■ TASK TO CARRY OUT ■
Please reproduce the article on Muhammad Iqbal and his poetry in full, word for word, from its first line to its last.

Magazine article Cross Currents

An Islamic Response to Modernism: Muhammad Iqbal and His Poetry

Magazine article Cross Currents

An Islamic Response to Modernism: Muhammad Iqbal and His Poetry

Article excerpt

Modern Man     Love fled, Mind stung him like a snake; he could not    Force it to vision's will.    He tracked the orbits of the stars, yet could not    Travel his own thoughts' world;    Entangled in the labyrinth of his science    Lost count of good and ill;    Took captive the sun's rays, and yet no sunrise    On life's thick night unfurled.  Muhammad Iqbal 

Muhammad Iqbal's poem, Modern Man, reflects his life of struggle to engage the Western world while holding fast to the values of his Islamic home. The poem, originally written in Urdu, reflects the confusion he saw in the British students he studied with at Cambridge, and those who ruled colonial India during his lifetime. The struggle Iqbal committed his life to engaging was between modernity (empiricism, nationalism, individualism, etc.) and Islam. While he recognized that modernism brought significant scientific and economic benefits, he also understood that materialist gains did not equate with self-understanding. Iqbal declared, with his life and poetry, that modernism did not provide an adequate philosophical foundation for life. He believed that the East should resist what the West assumed to be true and that Muslims could bring the wisdom of the East to balance the science of the West. To capture the sunrise through physics and astronomy, but lose the beauty and meaning that surrounded such an event, was the very heart of what Iqbal saw as modern man's dilemma.

Muhammad Iqbal was an artist and philosopher called to straddle cultures and traditions. He developed a prophetic voice that ultimately had a unifying affect on the Muslim Indians living in a demeaning system of British colonialism. Iqbal's life was always one of in-between. Born into a Brahmin family that had converted to Islam, he attended Muslim and English schools, moved from Indian nationalism to Muslim brotherhood, and called for a rethinking of Muslim ideals in light of modernism. As Lawrence wrote describing Iqbal, "His quest was to bridge Islam and the modern world without supporting colonialism or embracing atheism" (p. 155).

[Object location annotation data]

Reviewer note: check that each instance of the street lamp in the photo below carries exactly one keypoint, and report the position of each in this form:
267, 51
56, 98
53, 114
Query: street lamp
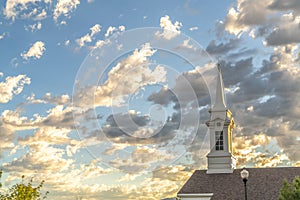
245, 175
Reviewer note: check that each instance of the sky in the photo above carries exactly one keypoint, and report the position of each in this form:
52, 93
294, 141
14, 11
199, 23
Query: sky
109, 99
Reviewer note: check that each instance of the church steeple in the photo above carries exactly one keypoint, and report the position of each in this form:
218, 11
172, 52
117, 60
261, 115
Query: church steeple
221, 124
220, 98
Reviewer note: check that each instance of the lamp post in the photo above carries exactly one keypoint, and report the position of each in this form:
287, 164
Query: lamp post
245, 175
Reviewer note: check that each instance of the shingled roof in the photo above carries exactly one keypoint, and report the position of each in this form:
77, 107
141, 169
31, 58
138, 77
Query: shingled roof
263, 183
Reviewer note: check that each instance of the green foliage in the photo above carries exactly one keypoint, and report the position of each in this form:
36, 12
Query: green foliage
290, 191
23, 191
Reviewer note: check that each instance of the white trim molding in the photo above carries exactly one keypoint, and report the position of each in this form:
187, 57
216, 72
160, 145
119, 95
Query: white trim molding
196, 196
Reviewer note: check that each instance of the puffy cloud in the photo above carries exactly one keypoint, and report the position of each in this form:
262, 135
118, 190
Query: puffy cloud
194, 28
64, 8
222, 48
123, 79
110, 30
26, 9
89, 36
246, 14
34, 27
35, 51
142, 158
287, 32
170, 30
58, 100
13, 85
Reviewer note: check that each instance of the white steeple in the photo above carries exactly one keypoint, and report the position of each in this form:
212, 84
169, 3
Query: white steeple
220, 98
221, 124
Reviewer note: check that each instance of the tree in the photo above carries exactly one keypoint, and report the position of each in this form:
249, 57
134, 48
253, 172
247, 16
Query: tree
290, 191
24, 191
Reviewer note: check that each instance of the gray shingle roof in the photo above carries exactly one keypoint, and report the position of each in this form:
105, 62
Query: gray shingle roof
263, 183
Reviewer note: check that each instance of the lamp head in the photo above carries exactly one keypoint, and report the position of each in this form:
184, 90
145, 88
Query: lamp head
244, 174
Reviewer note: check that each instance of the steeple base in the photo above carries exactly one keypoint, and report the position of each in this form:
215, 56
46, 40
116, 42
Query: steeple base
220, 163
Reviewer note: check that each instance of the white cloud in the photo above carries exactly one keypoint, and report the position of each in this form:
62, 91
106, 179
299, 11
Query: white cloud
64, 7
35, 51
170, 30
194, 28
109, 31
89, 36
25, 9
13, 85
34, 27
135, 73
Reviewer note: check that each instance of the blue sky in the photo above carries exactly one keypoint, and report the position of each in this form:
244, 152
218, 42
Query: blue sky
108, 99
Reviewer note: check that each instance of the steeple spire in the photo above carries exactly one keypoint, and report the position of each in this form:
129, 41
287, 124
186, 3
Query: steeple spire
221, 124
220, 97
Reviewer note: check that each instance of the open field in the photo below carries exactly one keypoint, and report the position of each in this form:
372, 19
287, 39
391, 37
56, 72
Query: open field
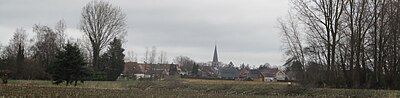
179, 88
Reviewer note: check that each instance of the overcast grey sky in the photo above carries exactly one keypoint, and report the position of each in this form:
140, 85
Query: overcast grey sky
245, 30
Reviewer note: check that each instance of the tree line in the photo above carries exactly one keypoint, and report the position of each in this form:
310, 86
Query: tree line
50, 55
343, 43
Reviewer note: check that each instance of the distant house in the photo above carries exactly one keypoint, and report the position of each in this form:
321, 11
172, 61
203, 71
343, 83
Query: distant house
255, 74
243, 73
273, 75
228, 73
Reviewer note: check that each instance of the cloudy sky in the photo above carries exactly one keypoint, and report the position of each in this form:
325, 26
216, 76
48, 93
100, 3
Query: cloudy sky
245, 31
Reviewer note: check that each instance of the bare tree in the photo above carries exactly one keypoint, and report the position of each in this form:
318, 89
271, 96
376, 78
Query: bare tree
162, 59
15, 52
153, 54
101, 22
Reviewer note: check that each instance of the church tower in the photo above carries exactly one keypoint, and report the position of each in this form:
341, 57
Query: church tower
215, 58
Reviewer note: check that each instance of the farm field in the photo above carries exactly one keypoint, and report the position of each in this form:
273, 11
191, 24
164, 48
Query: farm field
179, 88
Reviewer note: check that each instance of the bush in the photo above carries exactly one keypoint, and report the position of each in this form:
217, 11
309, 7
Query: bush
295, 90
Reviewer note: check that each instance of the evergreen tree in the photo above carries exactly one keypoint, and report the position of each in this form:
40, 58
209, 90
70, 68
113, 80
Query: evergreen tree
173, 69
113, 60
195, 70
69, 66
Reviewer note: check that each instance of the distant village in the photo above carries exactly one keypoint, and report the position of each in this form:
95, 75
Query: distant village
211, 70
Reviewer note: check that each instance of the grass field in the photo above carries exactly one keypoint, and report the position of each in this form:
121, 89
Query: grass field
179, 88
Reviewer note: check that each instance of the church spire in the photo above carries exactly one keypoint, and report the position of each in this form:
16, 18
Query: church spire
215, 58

...

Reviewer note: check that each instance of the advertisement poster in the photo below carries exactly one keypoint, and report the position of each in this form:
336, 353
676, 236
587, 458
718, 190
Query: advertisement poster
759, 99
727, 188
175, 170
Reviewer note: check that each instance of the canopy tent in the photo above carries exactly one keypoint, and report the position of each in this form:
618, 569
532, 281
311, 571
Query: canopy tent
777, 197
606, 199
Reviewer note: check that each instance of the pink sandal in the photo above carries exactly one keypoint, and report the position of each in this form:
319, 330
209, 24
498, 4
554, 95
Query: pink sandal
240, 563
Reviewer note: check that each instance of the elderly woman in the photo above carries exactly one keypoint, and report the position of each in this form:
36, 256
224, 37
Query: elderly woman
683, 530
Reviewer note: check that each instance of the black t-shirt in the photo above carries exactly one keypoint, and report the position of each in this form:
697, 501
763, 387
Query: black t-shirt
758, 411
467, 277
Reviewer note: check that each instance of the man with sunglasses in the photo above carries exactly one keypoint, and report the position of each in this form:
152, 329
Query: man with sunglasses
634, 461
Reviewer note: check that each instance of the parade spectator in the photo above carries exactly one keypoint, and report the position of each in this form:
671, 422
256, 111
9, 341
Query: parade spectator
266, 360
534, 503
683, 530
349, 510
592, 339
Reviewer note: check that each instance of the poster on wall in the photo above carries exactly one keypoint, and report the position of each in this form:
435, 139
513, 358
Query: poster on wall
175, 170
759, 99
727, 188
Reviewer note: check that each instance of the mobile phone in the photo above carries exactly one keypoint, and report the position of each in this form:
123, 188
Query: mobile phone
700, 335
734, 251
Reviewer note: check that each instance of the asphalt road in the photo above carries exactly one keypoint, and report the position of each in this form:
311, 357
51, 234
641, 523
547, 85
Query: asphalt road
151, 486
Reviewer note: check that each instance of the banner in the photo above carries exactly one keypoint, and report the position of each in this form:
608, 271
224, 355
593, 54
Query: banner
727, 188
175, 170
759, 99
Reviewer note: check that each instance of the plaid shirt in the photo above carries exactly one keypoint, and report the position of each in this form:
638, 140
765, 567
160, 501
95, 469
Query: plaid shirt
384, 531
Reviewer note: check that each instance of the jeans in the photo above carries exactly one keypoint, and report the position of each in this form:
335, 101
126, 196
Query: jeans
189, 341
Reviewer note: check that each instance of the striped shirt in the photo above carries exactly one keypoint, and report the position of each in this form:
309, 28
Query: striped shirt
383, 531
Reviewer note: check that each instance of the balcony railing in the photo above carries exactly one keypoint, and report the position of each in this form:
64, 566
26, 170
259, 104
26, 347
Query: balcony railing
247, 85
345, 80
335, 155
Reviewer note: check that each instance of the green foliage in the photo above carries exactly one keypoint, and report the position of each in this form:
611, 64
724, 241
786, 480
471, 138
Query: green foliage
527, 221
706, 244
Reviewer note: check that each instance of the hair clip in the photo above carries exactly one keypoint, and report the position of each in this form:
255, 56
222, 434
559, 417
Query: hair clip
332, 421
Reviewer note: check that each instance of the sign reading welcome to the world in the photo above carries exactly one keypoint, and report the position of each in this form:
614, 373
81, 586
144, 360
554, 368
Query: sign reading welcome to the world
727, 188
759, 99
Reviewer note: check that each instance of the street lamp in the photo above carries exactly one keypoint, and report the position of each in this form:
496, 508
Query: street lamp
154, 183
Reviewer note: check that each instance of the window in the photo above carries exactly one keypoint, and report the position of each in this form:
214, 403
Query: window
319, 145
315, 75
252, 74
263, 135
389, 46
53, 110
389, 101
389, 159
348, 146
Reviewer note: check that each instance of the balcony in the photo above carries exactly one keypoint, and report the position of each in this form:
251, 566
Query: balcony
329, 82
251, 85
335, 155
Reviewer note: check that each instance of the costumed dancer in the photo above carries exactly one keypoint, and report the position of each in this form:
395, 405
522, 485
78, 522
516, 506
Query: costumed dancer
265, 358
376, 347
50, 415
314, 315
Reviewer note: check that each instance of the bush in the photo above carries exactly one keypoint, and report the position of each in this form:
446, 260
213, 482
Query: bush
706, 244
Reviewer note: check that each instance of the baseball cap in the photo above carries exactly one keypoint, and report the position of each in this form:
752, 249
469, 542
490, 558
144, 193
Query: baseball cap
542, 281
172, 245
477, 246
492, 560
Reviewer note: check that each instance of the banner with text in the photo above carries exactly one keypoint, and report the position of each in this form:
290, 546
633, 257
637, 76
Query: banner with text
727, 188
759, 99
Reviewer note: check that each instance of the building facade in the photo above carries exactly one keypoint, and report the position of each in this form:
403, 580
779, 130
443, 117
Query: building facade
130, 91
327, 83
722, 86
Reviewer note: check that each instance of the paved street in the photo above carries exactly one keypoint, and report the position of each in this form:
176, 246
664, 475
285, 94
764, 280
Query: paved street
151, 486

--

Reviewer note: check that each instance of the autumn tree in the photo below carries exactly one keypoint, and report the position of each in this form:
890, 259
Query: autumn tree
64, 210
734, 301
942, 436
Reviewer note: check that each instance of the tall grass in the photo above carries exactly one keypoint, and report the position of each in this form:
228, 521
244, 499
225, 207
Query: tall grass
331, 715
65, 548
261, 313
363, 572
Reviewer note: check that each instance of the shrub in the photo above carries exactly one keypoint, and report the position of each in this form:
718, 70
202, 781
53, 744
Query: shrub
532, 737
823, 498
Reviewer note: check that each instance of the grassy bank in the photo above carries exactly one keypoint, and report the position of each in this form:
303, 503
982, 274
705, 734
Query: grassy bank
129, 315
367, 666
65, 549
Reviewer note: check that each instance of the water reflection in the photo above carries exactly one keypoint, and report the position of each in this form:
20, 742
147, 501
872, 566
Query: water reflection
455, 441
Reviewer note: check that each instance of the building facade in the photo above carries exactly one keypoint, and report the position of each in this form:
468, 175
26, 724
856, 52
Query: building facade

■ THE RESPONSE ■
Magazine article Cross Currents

An Islamic Response to Modernism: Muhammad Iqbal and His Poetry

Magazine article Cross Currents

An Islamic Response to Modernism: Muhammad Iqbal and His Poetry

Article excerpt

Modern Man     Love fled, Mind stung him like a snake; he could not    Force it to vision's will.    He tracked the orbits of the stars, yet could not    Travel his own thoughts' world;    Entangled in the labyrinth of his science    Lost count of good and ill;    Took captive the sun's rays, and yet no sunrise    On life's thick night unfurled.  Muhammad Iqbal 

Muhammad Iqbal's poem, Modern Man, reflects his life of struggle to engage the Western world while holding fast to the values of his Islamic home. The poem, originally written in Urdu, reflects the confusion he saw in the British students he studied with at Cambridge, and those who ruled colonial India during his lifetime. The struggle Iqbal committed his life to engaging was between modernity (empiricism, nationalism, individualism, etc.) and Islam. While he recognized that modernism brought significant scientific and economic benefits, he also understood that materialist gains did not equate with self-understanding. Iqbal declared, with his life and poetry, that modernism did not provide an adequate philosophical foundation for life. He believed that the East should resist what the West assumed to be true and that Muslims could bring the wisdom of the East to balance the science of the West. To capture the sunrise through physics and astronomy, but lose the beauty and meaning that surrounded such an event, was the very heart of what Iqbal saw as modern man's dilemma.

Muhammad Iqbal was an artist and philosopher called to straddle cultures and traditions. He developed a prophetic voice that ultimately had a unifying affect on the Muslim Indians living in a demeaning system of British colonialism. Iqbal's life was always one of in-between. Born into a Brahmin family that had converted to Islam, he attended Muslim and English schools, moved from Indian nationalism to Muslim brotherhood, and called for a rethinking of Muslim ideals in light of modernism. As Lawrence wrote describing Iqbal, "His quest was to bridge Islam and the modern world without supporting colonialism or embracing atheism" (p. 155).